- [Selected extract]
──────────────────────────────

Plaintiff's fifteenth cause of action is for fraud/fraudulent inducement. Plaintiff claims that Kent and CPCR were obligated under the Project Agreement to direct Resheff on project tasks as well as provide it with architectural, engineering, and administrative documents ("Contract Documents") to facilitate the Project's completion. Plaintiff alleges that, throughout the duration of the project, Sycamore, Winzelberg and Dellapa made various promises to Resheff relating to compensation and directed Resheff to perform work outside the scope of the Agreement without compensation. Plaintiff also alleges that the defendants issued erroneous, inaccurate or incomplete Contract Documents and refused to approve change orders. In addition, Resheff claims that on March 4, 2004 the defendants "forged Resheff's signature and/or had their signature forged on a amendment of contract' form" (Complaint ¶ 272).[FN7]
Plaintiff's sixteenth cause of action alleges that JI, Winzelberg, Dellapa and Sycamore tortiously interfered with Resheff's contract with Kent by falsely and erroneously advising Kent and CPCR that Resheff was delaying the Project and causing defective work to be performed on the Project. Plaintiff claims that Winzelberg, Dellapa and Sycamore issued erroneous information to plaintiff which delayed its work on the Project thereby inducing Kent to terminate Resheff and hire JI, an entity which plaintiff alleges was owned by Winzelberg, Dellapa and Sycamore.

──────────────────────────────

Copy out the passage on the plaintiff's fifteenth and sixteenth causes of action in full, word for word.

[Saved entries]
──────────────────────────────

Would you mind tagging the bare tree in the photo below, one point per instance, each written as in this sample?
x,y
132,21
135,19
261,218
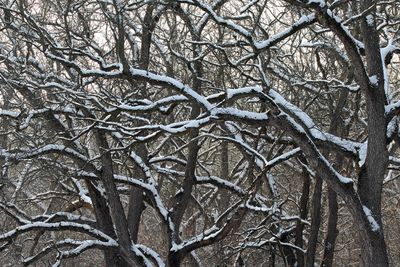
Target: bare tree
x,y
163,132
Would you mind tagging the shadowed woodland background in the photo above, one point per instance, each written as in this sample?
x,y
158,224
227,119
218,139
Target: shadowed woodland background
x,y
199,133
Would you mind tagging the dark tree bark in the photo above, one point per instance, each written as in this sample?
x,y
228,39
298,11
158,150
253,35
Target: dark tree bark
x,y
315,223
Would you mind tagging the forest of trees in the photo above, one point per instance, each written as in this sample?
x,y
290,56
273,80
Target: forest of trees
x,y
199,133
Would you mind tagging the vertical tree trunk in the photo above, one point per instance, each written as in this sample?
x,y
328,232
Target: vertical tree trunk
x,y
373,251
315,223
303,215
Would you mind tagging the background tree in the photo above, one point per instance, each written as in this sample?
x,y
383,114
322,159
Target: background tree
x,y
199,132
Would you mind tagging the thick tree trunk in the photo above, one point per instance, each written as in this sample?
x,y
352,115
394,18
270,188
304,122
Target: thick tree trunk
x,y
303,215
373,246
315,223
332,231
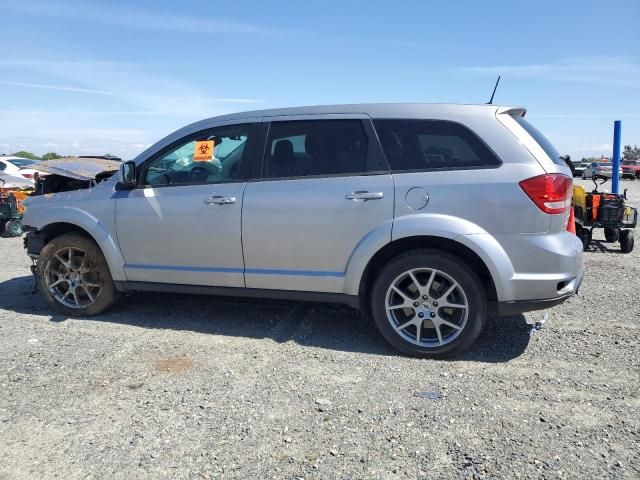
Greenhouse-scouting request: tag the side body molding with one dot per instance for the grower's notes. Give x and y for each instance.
(462, 231)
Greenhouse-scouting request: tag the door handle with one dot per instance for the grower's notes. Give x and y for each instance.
(220, 200)
(363, 196)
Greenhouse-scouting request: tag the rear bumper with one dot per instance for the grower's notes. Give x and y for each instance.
(521, 306)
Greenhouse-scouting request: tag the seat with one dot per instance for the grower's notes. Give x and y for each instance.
(283, 160)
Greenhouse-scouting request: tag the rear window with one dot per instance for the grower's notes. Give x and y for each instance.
(416, 145)
(544, 143)
(20, 162)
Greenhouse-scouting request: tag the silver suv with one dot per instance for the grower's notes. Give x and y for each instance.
(426, 217)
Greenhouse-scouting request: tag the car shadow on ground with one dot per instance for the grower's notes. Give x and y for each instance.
(327, 326)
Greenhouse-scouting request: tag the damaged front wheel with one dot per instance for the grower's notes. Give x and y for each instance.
(74, 277)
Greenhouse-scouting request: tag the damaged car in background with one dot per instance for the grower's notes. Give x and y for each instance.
(72, 173)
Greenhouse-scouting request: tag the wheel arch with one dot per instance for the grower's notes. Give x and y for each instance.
(405, 244)
(105, 242)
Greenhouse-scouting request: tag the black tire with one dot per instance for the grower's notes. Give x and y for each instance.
(98, 273)
(457, 271)
(611, 234)
(626, 241)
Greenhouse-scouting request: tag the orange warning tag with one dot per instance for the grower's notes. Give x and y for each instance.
(203, 151)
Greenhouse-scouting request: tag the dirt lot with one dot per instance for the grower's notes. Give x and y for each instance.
(204, 387)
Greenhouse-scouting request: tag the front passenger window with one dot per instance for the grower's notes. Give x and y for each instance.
(212, 156)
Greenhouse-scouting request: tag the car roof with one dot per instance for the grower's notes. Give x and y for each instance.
(371, 109)
(13, 157)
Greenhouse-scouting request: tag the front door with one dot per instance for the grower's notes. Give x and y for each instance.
(182, 225)
(325, 187)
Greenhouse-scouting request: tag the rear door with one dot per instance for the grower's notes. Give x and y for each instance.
(325, 186)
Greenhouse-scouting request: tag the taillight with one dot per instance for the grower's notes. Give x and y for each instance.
(550, 192)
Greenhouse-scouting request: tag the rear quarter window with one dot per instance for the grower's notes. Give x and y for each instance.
(418, 145)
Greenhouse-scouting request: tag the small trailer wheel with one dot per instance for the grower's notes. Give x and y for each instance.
(626, 241)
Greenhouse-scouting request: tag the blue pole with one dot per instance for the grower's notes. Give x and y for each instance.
(615, 167)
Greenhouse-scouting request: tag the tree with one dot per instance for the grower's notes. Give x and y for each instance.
(29, 155)
(631, 153)
(51, 156)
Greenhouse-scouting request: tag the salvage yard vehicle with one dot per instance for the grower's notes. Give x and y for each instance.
(427, 217)
(11, 208)
(21, 167)
(599, 170)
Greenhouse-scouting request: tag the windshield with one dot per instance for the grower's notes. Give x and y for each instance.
(21, 162)
(544, 143)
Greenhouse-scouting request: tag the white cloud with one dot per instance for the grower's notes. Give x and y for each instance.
(206, 23)
(601, 70)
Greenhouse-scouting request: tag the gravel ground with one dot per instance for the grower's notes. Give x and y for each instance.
(204, 387)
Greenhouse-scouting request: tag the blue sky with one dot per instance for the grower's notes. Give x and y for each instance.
(96, 77)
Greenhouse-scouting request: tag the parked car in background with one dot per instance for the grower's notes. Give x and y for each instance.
(599, 170)
(578, 169)
(428, 217)
(15, 181)
(17, 166)
(630, 168)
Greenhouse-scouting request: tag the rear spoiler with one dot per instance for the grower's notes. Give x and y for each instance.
(518, 111)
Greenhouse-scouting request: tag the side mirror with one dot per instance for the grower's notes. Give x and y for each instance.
(127, 176)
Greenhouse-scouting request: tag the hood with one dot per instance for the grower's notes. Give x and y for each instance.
(77, 168)
(13, 181)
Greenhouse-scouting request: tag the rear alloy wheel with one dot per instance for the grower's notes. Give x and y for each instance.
(428, 304)
(74, 277)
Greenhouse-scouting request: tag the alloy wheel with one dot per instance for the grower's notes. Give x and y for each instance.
(70, 279)
(427, 307)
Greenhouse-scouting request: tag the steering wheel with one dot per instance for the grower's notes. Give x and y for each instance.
(198, 174)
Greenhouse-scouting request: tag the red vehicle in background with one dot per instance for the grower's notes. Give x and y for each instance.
(630, 168)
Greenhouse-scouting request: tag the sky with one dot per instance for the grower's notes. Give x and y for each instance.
(93, 77)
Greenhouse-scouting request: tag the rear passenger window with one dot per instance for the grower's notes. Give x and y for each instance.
(412, 145)
(317, 148)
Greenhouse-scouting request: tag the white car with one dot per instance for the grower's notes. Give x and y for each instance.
(17, 166)
(599, 170)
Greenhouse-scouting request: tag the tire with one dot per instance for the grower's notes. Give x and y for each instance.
(14, 228)
(437, 339)
(611, 234)
(75, 261)
(626, 241)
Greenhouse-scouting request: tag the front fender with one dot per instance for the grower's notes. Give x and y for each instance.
(40, 218)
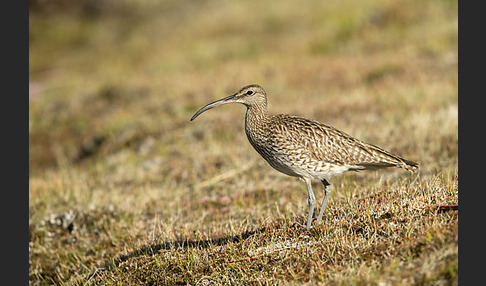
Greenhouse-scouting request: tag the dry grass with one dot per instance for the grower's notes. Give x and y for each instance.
(124, 190)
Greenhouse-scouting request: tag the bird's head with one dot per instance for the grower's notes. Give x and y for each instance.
(250, 95)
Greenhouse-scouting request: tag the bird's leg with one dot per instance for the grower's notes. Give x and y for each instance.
(312, 202)
(327, 194)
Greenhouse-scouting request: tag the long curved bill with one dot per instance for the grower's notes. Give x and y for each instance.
(229, 99)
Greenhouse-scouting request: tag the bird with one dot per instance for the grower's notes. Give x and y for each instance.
(305, 148)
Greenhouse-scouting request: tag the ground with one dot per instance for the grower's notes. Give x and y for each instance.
(125, 190)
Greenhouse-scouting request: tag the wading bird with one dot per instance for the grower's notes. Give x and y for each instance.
(304, 148)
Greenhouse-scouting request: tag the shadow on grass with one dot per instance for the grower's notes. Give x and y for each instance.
(184, 244)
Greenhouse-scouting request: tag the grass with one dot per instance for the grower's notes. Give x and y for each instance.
(124, 190)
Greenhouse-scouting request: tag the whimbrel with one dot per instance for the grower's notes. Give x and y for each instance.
(304, 148)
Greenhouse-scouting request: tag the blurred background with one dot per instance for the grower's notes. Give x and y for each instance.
(107, 74)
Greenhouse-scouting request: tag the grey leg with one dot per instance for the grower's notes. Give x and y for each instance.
(312, 202)
(327, 194)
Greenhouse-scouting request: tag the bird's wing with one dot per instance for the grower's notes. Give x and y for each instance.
(328, 144)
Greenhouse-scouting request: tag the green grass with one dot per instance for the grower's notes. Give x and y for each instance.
(124, 190)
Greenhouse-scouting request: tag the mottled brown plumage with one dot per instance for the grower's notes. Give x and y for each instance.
(305, 148)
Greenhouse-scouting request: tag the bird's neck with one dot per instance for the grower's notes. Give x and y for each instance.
(256, 120)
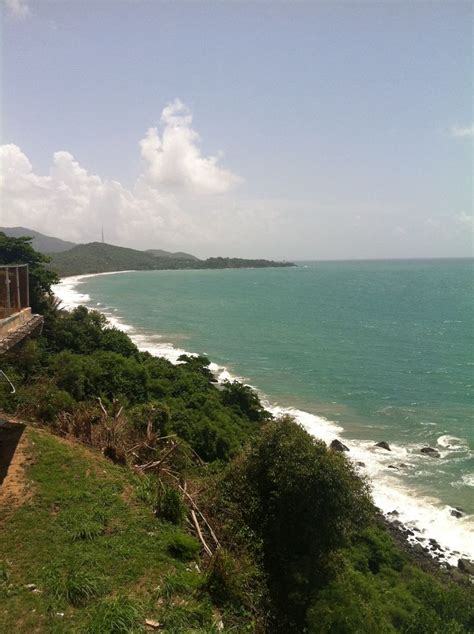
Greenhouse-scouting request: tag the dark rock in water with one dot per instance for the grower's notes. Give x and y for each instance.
(466, 566)
(337, 445)
(429, 451)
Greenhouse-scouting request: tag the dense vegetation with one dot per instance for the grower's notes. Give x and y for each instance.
(20, 251)
(96, 257)
(284, 532)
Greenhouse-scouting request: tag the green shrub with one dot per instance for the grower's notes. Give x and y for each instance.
(44, 401)
(146, 490)
(183, 547)
(170, 506)
(87, 531)
(116, 615)
(74, 585)
(302, 500)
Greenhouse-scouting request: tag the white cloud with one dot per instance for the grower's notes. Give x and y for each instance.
(18, 9)
(460, 132)
(167, 206)
(174, 160)
(465, 219)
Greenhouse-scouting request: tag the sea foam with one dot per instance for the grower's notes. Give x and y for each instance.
(425, 516)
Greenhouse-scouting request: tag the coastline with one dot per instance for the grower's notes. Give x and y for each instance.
(419, 519)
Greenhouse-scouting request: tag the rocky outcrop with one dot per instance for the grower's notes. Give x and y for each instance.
(337, 445)
(467, 566)
(429, 451)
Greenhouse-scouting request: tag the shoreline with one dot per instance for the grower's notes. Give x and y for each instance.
(419, 519)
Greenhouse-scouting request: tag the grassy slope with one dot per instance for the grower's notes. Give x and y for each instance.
(126, 551)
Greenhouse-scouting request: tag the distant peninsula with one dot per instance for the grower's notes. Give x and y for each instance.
(68, 259)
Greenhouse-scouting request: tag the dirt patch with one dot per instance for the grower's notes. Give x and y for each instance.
(14, 487)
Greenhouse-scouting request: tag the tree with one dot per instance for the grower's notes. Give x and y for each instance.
(20, 251)
(245, 401)
(302, 500)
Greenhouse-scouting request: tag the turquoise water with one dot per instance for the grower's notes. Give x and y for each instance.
(382, 349)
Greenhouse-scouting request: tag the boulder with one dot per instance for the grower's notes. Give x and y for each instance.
(337, 445)
(429, 451)
(467, 566)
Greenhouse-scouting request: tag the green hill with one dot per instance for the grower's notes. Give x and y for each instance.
(97, 257)
(80, 551)
(177, 255)
(41, 242)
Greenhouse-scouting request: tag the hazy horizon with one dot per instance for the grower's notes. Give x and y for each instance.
(313, 131)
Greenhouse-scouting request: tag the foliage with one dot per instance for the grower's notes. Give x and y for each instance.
(73, 585)
(96, 257)
(183, 547)
(170, 505)
(244, 400)
(116, 615)
(295, 521)
(302, 501)
(20, 251)
(84, 332)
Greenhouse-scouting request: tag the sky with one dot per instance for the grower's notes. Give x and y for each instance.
(316, 130)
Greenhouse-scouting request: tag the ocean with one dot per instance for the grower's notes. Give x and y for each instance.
(360, 351)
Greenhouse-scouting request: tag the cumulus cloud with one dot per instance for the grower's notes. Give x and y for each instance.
(18, 9)
(465, 219)
(166, 206)
(174, 159)
(462, 132)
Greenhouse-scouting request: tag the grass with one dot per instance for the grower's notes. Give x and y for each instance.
(97, 556)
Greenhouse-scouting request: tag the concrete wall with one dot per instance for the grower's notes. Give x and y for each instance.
(10, 324)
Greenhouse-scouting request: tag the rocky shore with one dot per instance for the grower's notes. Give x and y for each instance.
(424, 550)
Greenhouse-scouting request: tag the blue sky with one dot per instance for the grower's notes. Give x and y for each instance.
(315, 130)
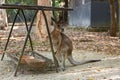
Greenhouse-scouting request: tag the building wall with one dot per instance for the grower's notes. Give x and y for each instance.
(80, 16)
(90, 13)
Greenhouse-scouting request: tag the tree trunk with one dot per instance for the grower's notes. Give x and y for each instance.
(119, 17)
(113, 28)
(41, 26)
(3, 17)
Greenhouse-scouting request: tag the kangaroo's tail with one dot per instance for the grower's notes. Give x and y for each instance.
(72, 61)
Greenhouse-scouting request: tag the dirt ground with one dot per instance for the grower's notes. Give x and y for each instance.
(87, 46)
(107, 69)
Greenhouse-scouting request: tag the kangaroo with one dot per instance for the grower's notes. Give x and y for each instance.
(63, 47)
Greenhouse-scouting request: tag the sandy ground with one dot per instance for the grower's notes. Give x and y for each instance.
(107, 69)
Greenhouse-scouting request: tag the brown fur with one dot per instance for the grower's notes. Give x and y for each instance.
(63, 47)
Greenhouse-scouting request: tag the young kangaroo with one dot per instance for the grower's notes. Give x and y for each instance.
(63, 47)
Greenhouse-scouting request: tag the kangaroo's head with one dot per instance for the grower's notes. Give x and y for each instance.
(57, 25)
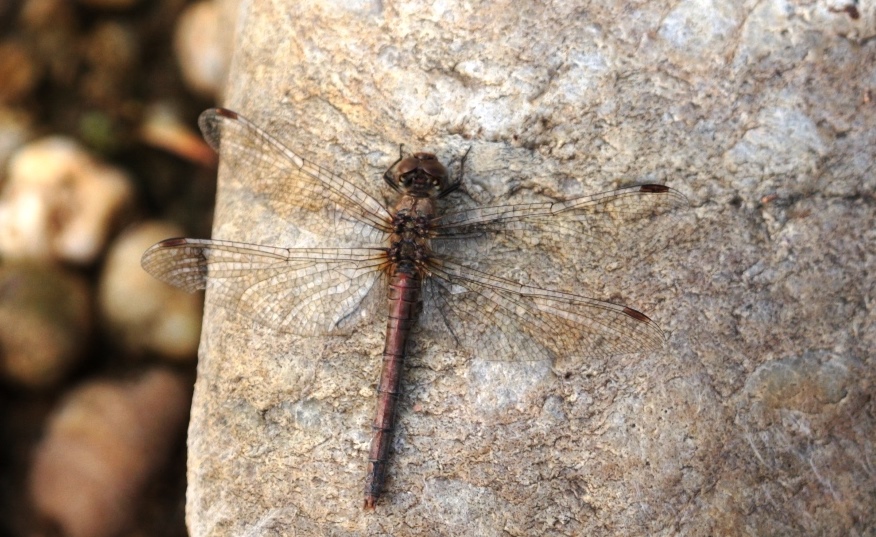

──────────────────────────────

- [Worked solution]
Plaintiff's fifteenth cause of action is for fraud/fraudulent inducement. Plaintiff claims that Kent and CPCR were obligated under the Project Agreement to direct Resheff on project tasks as well as provide it with architectural, engineering, and administrative documents ("Contract Documents") to facilitate the Project's completion. Plaintiff alleges that, throughout the duration of the project, Sycamore, Winzelberg and Dellapa made various promises to Resheff relating to compensation and directed Resheff to perform work outside the scope of the Agreement without compensation. Plaintiff also alleges that the defendants issued erroneous, inaccurate or incomplete Contract Documents and refused to approve change orders. In addition, Resheff claims that on March 4, 2004 the defendants "forged Resheff's signature and/or had their signature forged on a amendment of contract' form" (Complaint ¶ 272).[FN7]
Plaintiff's sixteenth cause of action alleges that JI, Winzelberg, Dellapa and Sycamore tortiously interfered with Resheff's contract with Kent by falsely and erroneously advising Kent and CPCR that Resheff was delaying the Project and causing defective work to be performed on the Project. Plaintiff claims that Winzelberg, Dellapa and Sycamore issued erroneous information to plaintiff which delayed its work on the Project thereby inducing Kent to terminate Resheff and hire JI, an entity which plaintiff alleges was owned by Winzelberg, Dellapa and Sycamore.